[Data pulled from a collection]

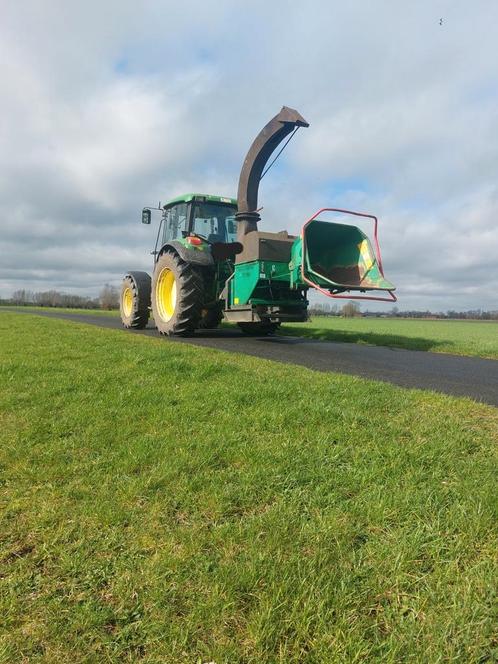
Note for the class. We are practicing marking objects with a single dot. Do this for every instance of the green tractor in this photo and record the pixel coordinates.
(211, 263)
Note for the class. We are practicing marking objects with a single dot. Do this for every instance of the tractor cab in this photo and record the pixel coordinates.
(211, 218)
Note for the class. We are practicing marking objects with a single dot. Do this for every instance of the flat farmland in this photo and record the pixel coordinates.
(162, 502)
(466, 337)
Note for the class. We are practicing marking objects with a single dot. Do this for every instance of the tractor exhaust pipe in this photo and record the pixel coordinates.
(260, 151)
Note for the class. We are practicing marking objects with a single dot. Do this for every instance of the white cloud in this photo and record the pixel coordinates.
(107, 107)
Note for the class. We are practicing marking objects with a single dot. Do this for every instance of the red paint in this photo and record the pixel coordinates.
(392, 297)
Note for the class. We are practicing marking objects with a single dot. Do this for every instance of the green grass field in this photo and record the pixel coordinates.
(165, 503)
(479, 338)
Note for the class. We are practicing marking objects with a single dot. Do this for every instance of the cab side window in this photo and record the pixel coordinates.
(175, 221)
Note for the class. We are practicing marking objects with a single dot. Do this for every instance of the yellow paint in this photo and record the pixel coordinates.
(127, 302)
(365, 254)
(165, 294)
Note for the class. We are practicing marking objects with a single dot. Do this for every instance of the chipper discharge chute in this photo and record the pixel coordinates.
(211, 262)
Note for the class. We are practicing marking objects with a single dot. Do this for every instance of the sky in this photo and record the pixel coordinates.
(110, 106)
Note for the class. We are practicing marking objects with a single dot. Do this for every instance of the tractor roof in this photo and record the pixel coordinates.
(186, 198)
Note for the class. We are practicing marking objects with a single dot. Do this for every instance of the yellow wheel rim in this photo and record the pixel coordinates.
(127, 301)
(166, 294)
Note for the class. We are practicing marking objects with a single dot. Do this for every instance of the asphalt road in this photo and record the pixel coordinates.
(460, 376)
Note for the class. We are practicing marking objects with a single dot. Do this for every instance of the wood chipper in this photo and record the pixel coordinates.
(212, 263)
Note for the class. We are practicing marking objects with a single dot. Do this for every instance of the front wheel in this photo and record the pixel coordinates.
(177, 295)
(134, 300)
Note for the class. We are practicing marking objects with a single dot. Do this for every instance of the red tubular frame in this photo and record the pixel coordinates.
(392, 297)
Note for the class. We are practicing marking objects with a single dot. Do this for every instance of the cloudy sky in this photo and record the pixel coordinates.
(108, 106)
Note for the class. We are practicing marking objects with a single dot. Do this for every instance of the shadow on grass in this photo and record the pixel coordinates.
(369, 338)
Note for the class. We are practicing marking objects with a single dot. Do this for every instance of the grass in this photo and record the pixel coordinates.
(67, 310)
(166, 503)
(475, 338)
(478, 338)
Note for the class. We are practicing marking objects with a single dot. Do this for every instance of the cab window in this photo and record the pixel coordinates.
(175, 222)
(215, 222)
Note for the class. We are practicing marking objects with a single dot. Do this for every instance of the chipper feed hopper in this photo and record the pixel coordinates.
(212, 263)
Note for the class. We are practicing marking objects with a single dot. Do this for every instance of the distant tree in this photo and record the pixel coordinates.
(109, 297)
(351, 309)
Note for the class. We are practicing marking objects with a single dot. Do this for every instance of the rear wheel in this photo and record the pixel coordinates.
(210, 318)
(134, 301)
(177, 295)
(258, 329)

> CHALLENGE
Give the material again from the line with "of the shadow" through the end, switching "rear wheel" to "back wheel" and changing nothing else.

> WRITTEN REPLY
Note for the class. We are practicing marking objects with a single dot. Do this for every instance of the shadow on grass in this photo and record the pixel coordinates.
(369, 338)
Note for the class. We are practicing marking objects with a single dot. Do this for every instance of the grass in this photo and record the pixel coordinates.
(67, 310)
(166, 503)
(475, 338)
(478, 338)
Note for the class. We are practicing marking objects with a single dot. Do this for every instance of the cab window in this photo and record the pixel coordinates.
(175, 222)
(215, 222)
Note for the class. We are practicing marking objects with a single dot. Do this for every instance of the chipper feed hopper in this photo and record the pixel coordinates.
(212, 263)
Note for the class. We are practicing marking objects with a single dot. Do this for every instance of the distant tree in this photo and record the pixel coordinates.
(109, 297)
(351, 309)
Note for the class. We are practicing marking objects with a single dot. Do this for every instance of the back wheel in this photo and record the pixel coordinates.
(210, 318)
(134, 301)
(177, 295)
(258, 329)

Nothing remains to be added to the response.